§ Short task
Set down the Connect 4 lab page word for word from "assert 0 <= action" up to and including "state.n_moves + 1)".

§ Given passage
..............................

[![Open In Colab](https://colab.research.google.com/assets/colab-badge.svg)](https://colab.research.google.com/github/real-itu/modern-ai-course/blob/master/lecture-02/lab.ipynb)

# Lab 2 - Adversarial Search

[Connect 4](https://en.wikipedia.org/wiki/Connect_Four) is a classic board game in which 2 players alternate placing markers in columns, and the goal is to get 4 in a row, either horizontally, vertically or diagonally. See the short video below

In [1]:
from IPython.display import YouTubeVideo
YouTubeVideo("ylZBRUJi3UQ")

The game is implemented below. It will play a game where both players take random (legal) actions. The MAX player is represented with a X and the MIN player with an O. The MAX player starts. Execute the code.

In [5]:
### import random
from copy import deepcopy
from typing import Sequence
import math

NONE = '.'
MAX = 'X'
MIN = 'O'
COLS = 7
ROWS = 6
N_WIN = 4


class ArrayState:
    #class that defines the state of the game
    def __init__(self, board, heights, n_moves):
        self.board = board
        self.heights = heights
        self.n_moves = n_moves

    @staticmethod
    def init():
        board = [[NONE] * ROWS for _ in range(COLS)]
        return ArrayState(board, [0] * COLS, 0)


def result(state: ArrayState, action: int) -> ArrayState:
    """Insert in the given column."""
    assert 0 <= action < COLS, "action must be a column number"

    if state.heights[action] >= ROWS:
        raise Exception('Column is full')

    player = MAX if state.n_moves % 2 == 0 else MIN

    board = deepcopy(state.board)
    board[action][ROWS - state.heights[action] - 1] = player

    heights = deepcopy(state.heights)
    heights[action] += 1

    return ArrayState(board, heights, state.n_moves + 1)


def actions(state: ArrayState) -> Sequence[int]:
    return [i for i in range(COLS) if state.heights[i] < ROWS]
    
def ordered_actions(state: ArrayState) -> Sequence[int]:
    #order the actions so we prioritize the middle columns first
    act = [i for i in range(COLS) if state.heights[i] < ROWS]
    new_act = []
    for i in [3,2,4,1,5,0,6]:
        if i in act:
            new_act.append(i)
    return new_act
    

def utility(state: ArrayState) -> float:
    """Get the winner on the current board."""

    board = state.board

    def diagonalsPos():
        """Get positive diagonals, going from bottom-left to top-right."""

..............................

§ Record list
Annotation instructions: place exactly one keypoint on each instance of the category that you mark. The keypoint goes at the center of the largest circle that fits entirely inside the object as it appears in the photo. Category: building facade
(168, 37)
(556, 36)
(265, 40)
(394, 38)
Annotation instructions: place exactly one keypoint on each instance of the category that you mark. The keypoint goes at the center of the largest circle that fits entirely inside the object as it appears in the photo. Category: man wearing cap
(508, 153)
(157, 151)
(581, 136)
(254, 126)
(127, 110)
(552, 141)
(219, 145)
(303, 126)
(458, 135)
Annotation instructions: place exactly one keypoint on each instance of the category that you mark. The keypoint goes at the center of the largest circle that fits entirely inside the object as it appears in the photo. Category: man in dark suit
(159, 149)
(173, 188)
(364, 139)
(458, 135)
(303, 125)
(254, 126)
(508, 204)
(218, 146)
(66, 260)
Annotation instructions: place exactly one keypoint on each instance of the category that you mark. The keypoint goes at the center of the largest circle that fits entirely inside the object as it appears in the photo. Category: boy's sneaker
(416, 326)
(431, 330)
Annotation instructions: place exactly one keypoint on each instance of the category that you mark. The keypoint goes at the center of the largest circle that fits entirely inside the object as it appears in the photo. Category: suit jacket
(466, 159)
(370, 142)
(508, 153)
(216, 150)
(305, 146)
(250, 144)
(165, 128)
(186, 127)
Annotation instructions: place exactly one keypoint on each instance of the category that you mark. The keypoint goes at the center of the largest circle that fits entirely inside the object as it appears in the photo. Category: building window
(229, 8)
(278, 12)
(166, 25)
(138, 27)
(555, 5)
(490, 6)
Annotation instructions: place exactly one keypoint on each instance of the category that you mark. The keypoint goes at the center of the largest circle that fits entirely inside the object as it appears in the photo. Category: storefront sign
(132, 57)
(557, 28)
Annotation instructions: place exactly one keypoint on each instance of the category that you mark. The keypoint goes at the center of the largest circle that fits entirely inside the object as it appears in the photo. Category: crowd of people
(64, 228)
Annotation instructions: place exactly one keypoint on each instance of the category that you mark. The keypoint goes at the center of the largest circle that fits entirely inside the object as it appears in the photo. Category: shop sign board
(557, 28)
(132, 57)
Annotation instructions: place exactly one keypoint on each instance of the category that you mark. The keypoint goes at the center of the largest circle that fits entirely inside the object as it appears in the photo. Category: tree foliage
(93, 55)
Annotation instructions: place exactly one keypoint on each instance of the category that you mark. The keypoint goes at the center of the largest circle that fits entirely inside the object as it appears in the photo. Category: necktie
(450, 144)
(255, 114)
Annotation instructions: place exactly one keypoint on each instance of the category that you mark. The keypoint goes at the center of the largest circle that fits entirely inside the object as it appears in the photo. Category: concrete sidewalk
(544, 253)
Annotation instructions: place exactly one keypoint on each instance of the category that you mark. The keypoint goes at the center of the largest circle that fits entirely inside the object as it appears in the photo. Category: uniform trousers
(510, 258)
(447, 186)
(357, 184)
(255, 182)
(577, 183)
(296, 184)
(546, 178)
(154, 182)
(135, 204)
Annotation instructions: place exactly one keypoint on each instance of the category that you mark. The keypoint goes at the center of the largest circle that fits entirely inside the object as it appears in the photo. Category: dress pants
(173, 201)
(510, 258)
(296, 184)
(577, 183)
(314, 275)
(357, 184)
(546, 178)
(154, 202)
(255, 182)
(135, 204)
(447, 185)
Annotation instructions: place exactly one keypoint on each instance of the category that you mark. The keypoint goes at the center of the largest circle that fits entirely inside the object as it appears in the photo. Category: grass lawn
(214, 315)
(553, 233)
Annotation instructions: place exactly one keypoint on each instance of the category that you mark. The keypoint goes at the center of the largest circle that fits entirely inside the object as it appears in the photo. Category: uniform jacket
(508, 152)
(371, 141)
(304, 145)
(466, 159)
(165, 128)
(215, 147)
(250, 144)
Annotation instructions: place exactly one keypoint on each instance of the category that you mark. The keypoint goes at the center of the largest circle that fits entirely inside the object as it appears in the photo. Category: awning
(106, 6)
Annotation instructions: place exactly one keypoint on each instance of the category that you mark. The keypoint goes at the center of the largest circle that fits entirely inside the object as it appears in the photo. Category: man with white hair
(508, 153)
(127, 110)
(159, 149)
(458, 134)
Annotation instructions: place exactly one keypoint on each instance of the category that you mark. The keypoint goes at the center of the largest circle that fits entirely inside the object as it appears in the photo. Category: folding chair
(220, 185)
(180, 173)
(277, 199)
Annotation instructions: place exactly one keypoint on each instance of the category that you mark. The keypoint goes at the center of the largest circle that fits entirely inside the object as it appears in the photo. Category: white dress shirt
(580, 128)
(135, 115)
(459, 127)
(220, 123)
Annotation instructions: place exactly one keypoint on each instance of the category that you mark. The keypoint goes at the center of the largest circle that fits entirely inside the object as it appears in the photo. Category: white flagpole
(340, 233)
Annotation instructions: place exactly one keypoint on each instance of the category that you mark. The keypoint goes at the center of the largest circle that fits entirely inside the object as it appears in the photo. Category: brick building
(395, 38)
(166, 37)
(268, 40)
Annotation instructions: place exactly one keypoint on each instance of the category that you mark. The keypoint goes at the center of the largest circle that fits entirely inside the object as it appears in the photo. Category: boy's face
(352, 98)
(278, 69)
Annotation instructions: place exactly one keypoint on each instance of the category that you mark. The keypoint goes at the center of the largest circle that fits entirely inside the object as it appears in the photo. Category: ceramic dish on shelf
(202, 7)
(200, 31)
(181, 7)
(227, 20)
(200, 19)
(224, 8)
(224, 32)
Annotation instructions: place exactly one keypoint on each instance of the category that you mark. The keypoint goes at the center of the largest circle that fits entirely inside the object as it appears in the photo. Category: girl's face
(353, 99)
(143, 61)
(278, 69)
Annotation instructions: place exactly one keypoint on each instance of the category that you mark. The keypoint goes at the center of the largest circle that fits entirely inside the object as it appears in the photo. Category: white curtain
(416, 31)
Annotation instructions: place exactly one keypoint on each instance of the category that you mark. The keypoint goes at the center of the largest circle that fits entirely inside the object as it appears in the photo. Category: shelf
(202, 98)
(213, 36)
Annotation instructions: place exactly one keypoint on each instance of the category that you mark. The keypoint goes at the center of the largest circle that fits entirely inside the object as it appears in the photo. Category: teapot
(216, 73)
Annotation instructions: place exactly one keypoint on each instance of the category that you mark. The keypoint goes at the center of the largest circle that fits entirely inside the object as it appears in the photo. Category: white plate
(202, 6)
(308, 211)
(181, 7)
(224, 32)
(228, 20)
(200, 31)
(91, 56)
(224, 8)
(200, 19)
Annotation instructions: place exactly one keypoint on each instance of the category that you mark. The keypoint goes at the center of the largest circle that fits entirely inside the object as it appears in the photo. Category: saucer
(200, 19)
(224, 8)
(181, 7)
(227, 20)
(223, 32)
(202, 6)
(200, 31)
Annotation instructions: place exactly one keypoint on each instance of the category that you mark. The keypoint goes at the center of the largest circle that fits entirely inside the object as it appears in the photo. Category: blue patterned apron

..............................

§ Worked solution
assert 0 <= action < COLS, "action must be a column number"

    if state.heights[action] >= ROWS:
        raise Exception('Column is full')

    player = MAX if state.n_moves % 2 == 0 else MIN

    board = deepcopy(state.board)
    board[action][ROWS - state.heights[action] - 1] = player

    heights = deepcopy(state.heights)
    heights[action] += 1

    return ArrayState(board, heights, state.n_moves + 1)